Records supplied =>
** start **
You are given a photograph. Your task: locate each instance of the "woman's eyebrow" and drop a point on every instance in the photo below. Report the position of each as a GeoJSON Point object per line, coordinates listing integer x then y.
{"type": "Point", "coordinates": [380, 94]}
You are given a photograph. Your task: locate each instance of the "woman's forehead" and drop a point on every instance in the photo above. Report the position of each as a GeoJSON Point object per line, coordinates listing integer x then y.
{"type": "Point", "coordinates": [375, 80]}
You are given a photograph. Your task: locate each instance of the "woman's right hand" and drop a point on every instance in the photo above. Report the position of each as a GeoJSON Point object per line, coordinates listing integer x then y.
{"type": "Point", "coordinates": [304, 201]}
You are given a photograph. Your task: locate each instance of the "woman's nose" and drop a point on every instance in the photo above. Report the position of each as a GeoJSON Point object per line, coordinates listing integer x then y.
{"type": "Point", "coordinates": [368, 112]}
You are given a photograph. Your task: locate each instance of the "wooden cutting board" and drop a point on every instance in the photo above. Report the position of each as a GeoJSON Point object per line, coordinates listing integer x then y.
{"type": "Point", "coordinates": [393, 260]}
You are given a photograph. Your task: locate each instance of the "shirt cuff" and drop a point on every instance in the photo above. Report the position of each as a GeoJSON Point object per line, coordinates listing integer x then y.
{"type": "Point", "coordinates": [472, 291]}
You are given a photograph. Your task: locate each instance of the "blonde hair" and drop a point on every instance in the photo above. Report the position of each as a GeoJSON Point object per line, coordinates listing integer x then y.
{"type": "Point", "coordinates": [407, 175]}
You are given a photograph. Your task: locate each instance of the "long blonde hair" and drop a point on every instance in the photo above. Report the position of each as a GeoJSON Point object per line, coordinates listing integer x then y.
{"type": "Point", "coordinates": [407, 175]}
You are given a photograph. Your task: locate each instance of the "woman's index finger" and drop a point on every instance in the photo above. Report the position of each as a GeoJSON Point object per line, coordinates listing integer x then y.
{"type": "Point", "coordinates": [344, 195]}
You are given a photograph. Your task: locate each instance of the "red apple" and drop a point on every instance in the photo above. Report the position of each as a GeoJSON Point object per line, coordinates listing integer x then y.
** end **
Your task is to reproduce all of the records exactly.

You are given a photograph. Your task: locate each instance of the "woman's eyebrow" and drop a point on every instance in the photo below. Report the position of each as a GeoJSON Point object per line, coordinates listing integer x then y.
{"type": "Point", "coordinates": [380, 94]}
You are given a photograph. Your task: locate each instance of the "woman's forehead" and drop a point on every instance in the photo above. Report the position of each as a GeoJSON Point object per line, coordinates listing integer x then y.
{"type": "Point", "coordinates": [375, 80]}
You are given a photograph. Your task: locate each instance of the "woman's right hand" and drop a point on every instance in the photo above. Report the position of each as a GeoJSON Point object per line, coordinates listing integer x then y.
{"type": "Point", "coordinates": [304, 201]}
You are given a photograph. Your task: locate each instance of the "woman's nose" and drop a point on every instance in the photo above. Report the position of each as a GeoJSON Point object per line, coordinates listing integer x then y.
{"type": "Point", "coordinates": [368, 112]}
You are given a photograph. Your task: locate each instance of the "wooden cutting board" and drop a point on every instance in the photo above. Report the position of each as a GeoJSON Point object per line, coordinates listing integer x then y.
{"type": "Point", "coordinates": [393, 260]}
You are given a photograph. Your task: locate each instance of the "shirt cuff" and drop a point on every instance in the photo above. Report the position of each as a GeoJSON Point object per line, coordinates listing integer x then y.
{"type": "Point", "coordinates": [472, 291]}
You are given a photograph. Your task: locate each instance of the "blonde hair" and drop a point on every instance in the photo above. Report the position of each as a GeoJSON Point object per line, coordinates listing integer x then y.
{"type": "Point", "coordinates": [407, 175]}
You are given a photograph. Your task: locate each instance of the "long blonde hair" and drop a point on every instance in the photo above. Report the position of each as a GeoJSON Point object per line, coordinates listing integer x then y.
{"type": "Point", "coordinates": [407, 175]}
You are given a photograph. Your task: locate each instance of the "woman's index finger" and drop a point on every instance in the photo above. Report the position of each as a GeoJSON Point object per line, coordinates listing integer x then y.
{"type": "Point", "coordinates": [344, 195]}
You are given a photograph. Your task: locate each instance of the "red apple" and drop a point on every instance in the photo above. Report the position of each as a GeoJSON Point object per line, coordinates listing integer x then y.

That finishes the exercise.